**Cose da fare**
a. Rispondi alle seguenti domande relative al brano su Miseria e Nobiltà.
(i) Che cosa chiede il giovane marchese ai poveri squattrinati?
(ii) Come si chiamano i due compari?
(iii) Com'è la scenografia nel primo atto e nel secondo?
b. Scrivi il seguito del brano su Miseria e Nobiltà, ripartendo subito dopo la sua ultima frase.

**Estratto fornito**
◇ ◇ ◇ ◇ ◇

Il risultato di questa produzione è sorprendente per la facilità con cui si va incontro alle aspettative del pubblico senza tradire le esigenze sceniche e di ritmo. Chi assiste allo spettacolo quasi certamente sa la trama: un giovane marchese chiede a dei poveri squattrinati di impersonare i suoi parenti nobili per poter avere così il consenso del padre di Gemma, la sua amata. Conosce le battute celebri, i personaggi e anche il finale. Sa, insomma, cosa aspettarsi dal testo e tendenzialmente è molto esigente perché in mente ha la versione di cui sopra. E il grande merito della compagnia è quello di assecondare le aspettative degli spettatori senza però tradire lo spirito di questa commedia che racchiude al suo interno talmente tante sfaccettature da non poter avere una sola chiave di lettura. Lo spiega bene lo stesso Gleijeses nelle note di regia: “Di Miseria e Nobiltà si crede di sapere tutto, ma ci sono e si scoprono sempre nuove spigolature, angoli visivi insospettabili che fanno di un bel testo un classico eterno”.
Non si resta delusi anche perché l'attenzione ai dettagli è maniacale. Ad esempio quando i due compari, Felice e Pasquale, sono uno spalla comica dell'altro c'è la netta sensazione del primo piano cinematografico ma gli altri personaggi non spariscono del tutto dalla scena. E quando le scene comiche sono corali i tempi sono rispettati con cura.
Il distacco tra la Miseria e la Nobiltà è evidente e continuamente sottolineato. A rendere più evidente la dicotomia, o per certi versi la frattura, tra i pezzenti e i finti nobili concorrono poi vari elementi: la scenografia, tanto spoglia nel primo atto quanto sfarzosa ma volutamente con poco gusto nel secondo; il linguaggio, che inevitabilmente diventa comico quando gli straccioni devono impersonare marchesi e principi, come fossero attori di quart'ordine e non a caso sono vestiti con costumi esageratamente ridicoli; i movimenti sul palco, con il contatto fisico che avviene quando la presunta nobiltà svanisce per far nuovamente spazio alla disperazione.

◇ ◇ ◇ ◇ ◇

**Informazioni fornite**

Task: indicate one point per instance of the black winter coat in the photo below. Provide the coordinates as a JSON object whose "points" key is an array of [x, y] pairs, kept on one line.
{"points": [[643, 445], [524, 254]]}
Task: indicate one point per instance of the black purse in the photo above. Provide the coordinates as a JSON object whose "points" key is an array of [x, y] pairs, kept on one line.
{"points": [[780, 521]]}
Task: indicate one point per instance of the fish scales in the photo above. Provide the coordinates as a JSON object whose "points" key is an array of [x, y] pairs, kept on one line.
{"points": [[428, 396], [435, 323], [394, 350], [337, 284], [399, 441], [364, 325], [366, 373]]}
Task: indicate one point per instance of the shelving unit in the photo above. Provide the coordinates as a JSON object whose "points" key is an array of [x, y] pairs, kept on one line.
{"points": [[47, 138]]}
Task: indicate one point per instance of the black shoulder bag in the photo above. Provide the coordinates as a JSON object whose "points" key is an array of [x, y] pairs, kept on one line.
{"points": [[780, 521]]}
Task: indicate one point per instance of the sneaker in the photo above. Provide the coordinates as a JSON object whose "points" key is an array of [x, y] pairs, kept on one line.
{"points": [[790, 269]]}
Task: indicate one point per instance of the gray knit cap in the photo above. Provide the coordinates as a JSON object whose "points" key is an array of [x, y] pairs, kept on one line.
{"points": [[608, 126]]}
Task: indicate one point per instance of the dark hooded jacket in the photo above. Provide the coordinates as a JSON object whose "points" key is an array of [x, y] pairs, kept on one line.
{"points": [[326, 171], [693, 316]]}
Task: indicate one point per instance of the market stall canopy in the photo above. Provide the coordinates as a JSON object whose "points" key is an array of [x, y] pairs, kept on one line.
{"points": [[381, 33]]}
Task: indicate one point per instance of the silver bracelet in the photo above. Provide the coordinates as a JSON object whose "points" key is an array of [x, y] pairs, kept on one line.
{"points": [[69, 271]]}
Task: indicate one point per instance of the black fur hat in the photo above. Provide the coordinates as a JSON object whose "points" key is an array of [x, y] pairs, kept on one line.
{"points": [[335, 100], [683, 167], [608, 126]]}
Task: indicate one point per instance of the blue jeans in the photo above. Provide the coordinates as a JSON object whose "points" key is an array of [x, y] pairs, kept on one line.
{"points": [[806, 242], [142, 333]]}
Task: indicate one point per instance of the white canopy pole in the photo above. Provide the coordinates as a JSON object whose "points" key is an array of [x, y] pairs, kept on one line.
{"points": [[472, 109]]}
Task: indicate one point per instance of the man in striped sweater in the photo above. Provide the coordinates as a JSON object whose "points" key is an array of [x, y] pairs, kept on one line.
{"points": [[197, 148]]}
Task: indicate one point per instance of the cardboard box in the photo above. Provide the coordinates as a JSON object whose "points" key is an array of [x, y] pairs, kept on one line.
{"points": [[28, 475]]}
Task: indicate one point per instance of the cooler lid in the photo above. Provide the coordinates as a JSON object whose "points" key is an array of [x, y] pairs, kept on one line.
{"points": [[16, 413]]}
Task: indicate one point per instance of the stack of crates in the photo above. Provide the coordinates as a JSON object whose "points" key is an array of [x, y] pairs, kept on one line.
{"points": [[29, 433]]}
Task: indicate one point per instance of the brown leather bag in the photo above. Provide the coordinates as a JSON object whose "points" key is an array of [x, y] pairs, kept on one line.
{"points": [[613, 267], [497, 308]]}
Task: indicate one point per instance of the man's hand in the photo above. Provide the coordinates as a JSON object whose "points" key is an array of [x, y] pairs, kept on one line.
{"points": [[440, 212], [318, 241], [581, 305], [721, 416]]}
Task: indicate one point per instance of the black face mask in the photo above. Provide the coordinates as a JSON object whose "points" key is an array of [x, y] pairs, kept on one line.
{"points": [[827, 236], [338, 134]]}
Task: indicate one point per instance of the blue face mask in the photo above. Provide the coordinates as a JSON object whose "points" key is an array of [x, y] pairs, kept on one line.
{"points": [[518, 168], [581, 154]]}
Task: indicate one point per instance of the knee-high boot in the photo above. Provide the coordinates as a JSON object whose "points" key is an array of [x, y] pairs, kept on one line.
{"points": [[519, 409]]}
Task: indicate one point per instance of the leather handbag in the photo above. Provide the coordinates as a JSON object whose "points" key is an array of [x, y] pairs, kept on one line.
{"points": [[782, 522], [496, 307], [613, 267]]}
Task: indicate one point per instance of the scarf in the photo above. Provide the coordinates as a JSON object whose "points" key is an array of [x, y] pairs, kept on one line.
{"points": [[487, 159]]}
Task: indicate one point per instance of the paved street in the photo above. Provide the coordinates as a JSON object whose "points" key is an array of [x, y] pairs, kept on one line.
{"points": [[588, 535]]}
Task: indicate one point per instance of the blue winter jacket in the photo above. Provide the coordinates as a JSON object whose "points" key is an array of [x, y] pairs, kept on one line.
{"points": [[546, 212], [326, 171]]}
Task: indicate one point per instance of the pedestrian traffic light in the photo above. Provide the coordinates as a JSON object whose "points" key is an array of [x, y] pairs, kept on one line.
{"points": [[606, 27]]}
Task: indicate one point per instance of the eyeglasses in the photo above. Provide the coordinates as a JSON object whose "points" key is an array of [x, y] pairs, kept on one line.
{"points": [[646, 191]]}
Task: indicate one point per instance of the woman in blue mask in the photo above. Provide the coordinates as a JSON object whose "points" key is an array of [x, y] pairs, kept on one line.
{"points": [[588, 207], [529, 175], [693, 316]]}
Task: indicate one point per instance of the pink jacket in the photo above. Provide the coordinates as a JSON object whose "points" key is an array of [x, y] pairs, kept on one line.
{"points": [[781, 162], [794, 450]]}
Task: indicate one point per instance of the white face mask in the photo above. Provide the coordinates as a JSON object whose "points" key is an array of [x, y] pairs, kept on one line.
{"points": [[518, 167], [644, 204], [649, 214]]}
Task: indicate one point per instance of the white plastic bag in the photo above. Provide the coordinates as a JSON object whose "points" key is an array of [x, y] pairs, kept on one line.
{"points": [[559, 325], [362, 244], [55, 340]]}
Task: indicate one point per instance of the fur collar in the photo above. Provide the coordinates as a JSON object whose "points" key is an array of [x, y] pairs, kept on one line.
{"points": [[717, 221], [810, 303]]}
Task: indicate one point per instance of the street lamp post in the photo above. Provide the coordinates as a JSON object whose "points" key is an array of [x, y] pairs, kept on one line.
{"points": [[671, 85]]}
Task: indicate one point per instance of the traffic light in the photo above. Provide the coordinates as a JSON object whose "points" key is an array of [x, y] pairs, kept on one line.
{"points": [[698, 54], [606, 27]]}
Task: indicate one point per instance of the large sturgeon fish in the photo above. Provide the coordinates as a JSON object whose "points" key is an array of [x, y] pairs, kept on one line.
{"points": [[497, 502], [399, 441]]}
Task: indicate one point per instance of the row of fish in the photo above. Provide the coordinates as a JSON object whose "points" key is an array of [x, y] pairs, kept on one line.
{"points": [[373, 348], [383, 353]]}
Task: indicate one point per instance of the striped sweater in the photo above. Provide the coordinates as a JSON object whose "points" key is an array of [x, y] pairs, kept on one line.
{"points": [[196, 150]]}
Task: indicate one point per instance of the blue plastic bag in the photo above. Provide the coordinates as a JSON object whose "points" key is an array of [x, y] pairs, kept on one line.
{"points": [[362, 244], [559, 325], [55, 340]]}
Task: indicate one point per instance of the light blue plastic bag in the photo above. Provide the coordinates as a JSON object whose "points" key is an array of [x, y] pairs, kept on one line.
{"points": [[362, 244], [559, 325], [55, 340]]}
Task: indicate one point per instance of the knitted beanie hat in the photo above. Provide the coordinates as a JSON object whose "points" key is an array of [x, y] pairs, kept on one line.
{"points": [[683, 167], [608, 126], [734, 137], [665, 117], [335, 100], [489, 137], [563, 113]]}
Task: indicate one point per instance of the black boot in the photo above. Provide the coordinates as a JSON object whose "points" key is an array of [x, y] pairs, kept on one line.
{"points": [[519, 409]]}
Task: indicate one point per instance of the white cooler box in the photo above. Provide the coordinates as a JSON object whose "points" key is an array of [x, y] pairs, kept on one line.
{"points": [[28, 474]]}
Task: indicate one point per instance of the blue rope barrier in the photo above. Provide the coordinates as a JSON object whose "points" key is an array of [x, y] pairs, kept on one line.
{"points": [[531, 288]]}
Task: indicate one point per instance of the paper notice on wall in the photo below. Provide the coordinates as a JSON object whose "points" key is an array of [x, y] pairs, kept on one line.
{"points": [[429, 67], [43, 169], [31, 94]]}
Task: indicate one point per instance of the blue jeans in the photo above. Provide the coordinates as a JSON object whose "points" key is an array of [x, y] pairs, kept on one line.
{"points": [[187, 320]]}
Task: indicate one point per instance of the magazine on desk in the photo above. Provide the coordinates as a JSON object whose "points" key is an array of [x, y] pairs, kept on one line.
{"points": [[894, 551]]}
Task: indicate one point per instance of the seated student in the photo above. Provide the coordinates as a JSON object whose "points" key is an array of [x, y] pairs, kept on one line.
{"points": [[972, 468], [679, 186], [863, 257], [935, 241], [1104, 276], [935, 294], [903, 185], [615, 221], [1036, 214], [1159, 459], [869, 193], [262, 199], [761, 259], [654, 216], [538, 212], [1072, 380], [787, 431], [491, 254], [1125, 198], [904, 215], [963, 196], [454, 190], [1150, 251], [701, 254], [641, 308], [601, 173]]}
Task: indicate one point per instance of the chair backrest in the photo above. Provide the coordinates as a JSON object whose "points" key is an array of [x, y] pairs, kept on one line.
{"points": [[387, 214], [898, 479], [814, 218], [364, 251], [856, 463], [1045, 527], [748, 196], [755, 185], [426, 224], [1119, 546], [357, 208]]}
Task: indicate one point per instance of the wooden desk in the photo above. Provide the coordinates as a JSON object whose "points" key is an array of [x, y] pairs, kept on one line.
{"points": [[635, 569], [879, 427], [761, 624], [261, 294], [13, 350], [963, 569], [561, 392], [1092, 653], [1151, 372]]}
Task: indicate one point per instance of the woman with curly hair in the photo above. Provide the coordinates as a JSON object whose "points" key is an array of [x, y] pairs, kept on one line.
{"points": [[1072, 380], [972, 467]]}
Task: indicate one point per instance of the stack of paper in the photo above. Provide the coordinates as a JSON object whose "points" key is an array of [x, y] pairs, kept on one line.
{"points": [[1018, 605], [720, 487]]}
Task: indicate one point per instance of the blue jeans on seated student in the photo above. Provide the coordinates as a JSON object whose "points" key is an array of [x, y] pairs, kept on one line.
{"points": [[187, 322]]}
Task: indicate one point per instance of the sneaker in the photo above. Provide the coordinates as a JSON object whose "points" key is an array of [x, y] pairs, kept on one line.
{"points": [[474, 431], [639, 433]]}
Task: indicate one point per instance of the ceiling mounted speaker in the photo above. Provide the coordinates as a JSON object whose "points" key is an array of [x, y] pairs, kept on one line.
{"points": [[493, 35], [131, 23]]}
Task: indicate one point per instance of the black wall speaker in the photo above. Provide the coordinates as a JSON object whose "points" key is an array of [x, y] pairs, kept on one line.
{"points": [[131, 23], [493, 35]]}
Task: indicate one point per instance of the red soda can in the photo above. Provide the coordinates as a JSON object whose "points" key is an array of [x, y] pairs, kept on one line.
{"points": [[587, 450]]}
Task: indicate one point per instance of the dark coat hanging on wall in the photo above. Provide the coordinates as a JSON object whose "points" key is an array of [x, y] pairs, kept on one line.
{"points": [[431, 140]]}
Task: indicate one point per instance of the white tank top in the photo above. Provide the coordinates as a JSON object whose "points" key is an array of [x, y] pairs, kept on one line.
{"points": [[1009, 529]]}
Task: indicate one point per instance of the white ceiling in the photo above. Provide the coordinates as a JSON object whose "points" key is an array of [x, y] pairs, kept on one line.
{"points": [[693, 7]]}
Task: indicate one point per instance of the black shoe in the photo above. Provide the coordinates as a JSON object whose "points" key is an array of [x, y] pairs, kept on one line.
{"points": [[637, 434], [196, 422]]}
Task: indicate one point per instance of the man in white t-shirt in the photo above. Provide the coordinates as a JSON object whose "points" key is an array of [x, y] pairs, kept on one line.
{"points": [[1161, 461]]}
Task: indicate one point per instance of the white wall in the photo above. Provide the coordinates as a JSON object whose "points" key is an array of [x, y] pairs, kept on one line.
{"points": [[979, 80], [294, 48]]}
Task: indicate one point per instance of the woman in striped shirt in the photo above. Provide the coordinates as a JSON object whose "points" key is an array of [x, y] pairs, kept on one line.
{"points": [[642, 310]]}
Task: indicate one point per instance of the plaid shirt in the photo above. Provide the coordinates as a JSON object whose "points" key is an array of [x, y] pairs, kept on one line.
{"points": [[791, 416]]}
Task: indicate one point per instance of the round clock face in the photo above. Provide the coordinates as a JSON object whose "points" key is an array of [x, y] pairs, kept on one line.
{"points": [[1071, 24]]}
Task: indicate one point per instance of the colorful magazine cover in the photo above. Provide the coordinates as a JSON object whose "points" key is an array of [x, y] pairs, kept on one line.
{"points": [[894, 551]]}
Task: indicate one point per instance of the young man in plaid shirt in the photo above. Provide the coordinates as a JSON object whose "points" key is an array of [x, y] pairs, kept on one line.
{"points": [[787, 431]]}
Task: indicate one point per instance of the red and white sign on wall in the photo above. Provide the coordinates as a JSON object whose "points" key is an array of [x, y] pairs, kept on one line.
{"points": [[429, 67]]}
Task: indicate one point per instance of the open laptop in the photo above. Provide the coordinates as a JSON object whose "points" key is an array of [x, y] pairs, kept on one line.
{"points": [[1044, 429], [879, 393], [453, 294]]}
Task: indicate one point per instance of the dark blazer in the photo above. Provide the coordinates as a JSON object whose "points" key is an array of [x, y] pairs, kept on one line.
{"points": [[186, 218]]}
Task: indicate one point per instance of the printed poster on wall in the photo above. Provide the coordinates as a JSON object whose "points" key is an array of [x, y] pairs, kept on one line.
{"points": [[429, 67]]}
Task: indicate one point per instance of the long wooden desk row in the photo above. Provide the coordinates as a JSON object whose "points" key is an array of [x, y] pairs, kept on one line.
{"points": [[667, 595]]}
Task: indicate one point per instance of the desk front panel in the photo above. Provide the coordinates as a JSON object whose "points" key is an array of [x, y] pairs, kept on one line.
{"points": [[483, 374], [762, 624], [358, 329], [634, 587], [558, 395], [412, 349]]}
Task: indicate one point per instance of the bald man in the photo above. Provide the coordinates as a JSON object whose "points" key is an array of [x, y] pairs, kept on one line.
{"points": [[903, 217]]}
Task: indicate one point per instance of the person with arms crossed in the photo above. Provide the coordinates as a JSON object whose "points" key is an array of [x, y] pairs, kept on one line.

◇ ◇ ◇ ◇ ◇

**Risultati dell'esercizio**
a.
(i) Chiede loro di impersonare i suoi parenti nobili, per ottenere il consenso del padre di Gemma, la sua amata.
(ii) Si chiamano Felice e Pasquale.
(iii) Nel primo atto è spoglia, nel secondo è sfarzosa ma volutamente con poco gusto.

b.
Ed è proprio la disperazione il motore trainante della commedia, del testo così come dell'adattamento: una disperazione figlia della povertà per chi la vive quotidianamente oppure figlia della bramosia di non apparire quello che si è per avere un riconoscimento sociale oppure ancora discendente diretta del desiderio di qualcosa, o di qualcuno, che non si ha. Una disperazione che non va via con il calare del sipario a dispetto di un finale tutto sommato lieto, nel quale gli “attori” si tolgono la maschera da nobili e tornano poveracci con lo stomaco pieno e il cuore sempre appesantito.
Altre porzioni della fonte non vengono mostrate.